---------- Data listing

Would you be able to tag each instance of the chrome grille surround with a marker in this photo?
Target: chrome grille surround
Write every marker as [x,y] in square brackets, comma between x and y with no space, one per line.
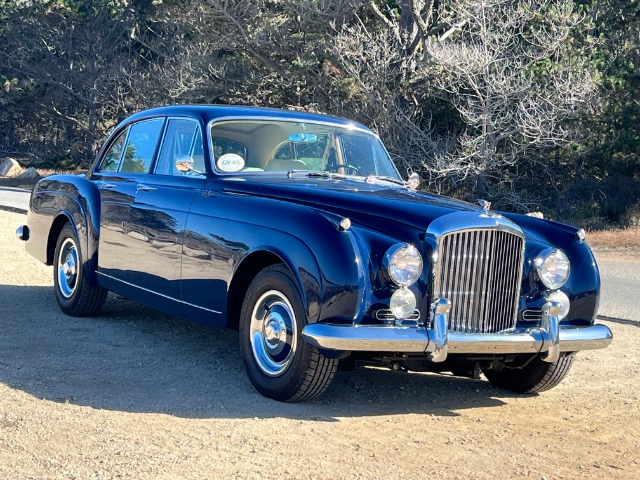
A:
[478,267]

--------------------

## What is required
Reproduce the final stretch of lines exactly: the line containing "Write every marker" through the last line of the data, both included. Pictures do not belong in the copy.

## Task solution
Write every marker as [x,y] in square brackets, comma between x and y with no space, one per line.
A:
[478,267]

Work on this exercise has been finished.